Items from a data source:

* * * *

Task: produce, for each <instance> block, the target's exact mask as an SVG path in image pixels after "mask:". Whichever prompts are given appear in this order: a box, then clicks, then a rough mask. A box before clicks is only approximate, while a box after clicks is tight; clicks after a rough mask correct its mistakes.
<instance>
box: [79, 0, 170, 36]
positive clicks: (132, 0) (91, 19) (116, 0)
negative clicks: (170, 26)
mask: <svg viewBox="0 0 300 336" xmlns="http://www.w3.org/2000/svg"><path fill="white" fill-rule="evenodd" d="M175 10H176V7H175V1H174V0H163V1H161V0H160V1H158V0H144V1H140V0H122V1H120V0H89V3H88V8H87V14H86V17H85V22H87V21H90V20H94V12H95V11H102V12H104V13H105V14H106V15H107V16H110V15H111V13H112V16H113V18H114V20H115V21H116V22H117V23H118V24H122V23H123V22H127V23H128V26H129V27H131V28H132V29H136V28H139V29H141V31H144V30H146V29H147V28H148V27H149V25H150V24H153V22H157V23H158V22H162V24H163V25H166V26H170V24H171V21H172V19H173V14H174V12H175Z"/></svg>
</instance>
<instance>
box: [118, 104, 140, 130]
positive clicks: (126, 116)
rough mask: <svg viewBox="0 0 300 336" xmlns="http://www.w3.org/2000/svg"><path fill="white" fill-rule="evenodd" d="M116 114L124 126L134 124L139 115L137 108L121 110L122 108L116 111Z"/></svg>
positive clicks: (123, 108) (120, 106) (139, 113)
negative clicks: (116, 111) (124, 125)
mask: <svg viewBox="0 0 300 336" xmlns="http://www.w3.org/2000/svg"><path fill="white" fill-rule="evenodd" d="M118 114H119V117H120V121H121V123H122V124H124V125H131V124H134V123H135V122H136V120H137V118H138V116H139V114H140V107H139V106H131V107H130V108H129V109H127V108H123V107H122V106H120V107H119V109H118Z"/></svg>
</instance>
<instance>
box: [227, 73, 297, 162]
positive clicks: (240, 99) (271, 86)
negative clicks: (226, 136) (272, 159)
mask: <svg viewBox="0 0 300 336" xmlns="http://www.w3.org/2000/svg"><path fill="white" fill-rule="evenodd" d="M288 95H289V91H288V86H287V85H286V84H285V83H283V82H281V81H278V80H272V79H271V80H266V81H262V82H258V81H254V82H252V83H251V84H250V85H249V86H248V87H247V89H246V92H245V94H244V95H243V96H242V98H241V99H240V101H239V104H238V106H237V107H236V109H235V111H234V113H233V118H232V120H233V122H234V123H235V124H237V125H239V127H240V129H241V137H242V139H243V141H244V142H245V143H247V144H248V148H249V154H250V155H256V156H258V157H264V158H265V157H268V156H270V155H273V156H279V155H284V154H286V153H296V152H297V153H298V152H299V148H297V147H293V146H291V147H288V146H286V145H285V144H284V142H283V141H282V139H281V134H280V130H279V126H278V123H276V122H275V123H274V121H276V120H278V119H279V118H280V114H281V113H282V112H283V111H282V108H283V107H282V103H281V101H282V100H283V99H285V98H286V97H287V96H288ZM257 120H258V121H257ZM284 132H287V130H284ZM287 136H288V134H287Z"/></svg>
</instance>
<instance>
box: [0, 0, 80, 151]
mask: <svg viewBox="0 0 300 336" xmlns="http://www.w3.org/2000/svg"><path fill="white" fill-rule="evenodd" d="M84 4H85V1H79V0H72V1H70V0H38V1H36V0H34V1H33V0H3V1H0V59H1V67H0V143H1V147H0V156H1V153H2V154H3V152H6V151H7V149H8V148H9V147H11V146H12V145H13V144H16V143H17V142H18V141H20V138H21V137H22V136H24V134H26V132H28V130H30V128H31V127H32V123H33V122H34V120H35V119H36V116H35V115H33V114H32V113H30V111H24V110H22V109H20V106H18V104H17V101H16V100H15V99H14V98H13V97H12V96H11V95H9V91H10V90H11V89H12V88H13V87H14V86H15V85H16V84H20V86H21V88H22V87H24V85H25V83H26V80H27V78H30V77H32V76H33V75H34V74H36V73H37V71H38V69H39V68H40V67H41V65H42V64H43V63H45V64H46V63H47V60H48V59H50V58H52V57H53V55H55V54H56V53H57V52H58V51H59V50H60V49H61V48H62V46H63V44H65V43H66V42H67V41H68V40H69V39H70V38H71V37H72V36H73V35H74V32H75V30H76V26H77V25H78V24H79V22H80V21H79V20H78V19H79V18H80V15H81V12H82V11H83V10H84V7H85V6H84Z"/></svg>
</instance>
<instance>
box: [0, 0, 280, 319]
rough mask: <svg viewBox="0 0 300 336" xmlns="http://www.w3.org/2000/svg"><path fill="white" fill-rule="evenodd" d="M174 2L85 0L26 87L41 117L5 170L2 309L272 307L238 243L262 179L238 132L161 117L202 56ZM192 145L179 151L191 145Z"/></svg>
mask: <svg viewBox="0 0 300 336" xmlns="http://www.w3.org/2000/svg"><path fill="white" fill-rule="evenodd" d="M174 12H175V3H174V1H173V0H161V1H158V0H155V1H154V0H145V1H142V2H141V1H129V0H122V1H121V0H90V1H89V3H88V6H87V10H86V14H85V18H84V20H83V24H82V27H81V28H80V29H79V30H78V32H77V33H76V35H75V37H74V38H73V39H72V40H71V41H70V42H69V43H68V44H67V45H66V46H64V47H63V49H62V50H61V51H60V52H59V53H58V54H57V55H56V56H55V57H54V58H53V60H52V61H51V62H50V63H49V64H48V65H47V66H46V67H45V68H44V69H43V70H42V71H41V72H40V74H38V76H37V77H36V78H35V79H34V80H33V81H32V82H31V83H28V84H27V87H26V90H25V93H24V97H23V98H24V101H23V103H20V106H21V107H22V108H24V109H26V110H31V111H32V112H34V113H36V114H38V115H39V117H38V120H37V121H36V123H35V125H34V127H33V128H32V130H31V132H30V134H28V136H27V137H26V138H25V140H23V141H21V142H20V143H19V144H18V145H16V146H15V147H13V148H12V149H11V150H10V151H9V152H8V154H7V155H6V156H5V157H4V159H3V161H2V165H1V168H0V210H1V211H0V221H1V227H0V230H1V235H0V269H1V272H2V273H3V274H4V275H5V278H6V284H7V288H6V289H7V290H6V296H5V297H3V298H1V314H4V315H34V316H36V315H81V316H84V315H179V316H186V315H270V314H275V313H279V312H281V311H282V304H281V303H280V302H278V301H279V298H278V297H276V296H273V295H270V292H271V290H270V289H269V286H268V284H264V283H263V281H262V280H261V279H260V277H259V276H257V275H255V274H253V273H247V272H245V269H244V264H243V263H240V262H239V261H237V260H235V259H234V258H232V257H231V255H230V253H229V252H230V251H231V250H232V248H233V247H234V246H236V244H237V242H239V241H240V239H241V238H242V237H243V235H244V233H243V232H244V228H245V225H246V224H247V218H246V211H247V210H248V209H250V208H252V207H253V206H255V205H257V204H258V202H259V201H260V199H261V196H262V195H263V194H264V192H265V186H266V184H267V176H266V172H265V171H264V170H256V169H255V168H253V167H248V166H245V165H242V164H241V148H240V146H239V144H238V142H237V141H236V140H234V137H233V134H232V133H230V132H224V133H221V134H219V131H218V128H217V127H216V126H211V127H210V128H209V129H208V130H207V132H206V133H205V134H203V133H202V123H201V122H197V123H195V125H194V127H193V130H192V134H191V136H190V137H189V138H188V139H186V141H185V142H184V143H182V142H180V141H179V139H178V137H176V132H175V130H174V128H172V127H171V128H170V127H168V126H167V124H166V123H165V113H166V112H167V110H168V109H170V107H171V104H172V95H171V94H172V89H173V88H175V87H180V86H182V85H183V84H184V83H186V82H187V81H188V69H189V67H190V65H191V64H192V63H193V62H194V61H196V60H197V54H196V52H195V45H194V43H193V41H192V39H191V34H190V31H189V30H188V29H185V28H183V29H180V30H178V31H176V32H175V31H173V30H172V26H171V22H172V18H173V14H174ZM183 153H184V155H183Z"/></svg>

* * * *

Task to complete
Gather every line of the listing above that contains the string "positive". Treat uppercase and lowercase letters as distinct.

Response to the exercise
positive clicks: (132, 0) (91, 19) (116, 0)
positive clicks: (126, 116)
positive clicks: (123, 108) (120, 106) (139, 113)
positive clicks: (240, 99) (271, 86)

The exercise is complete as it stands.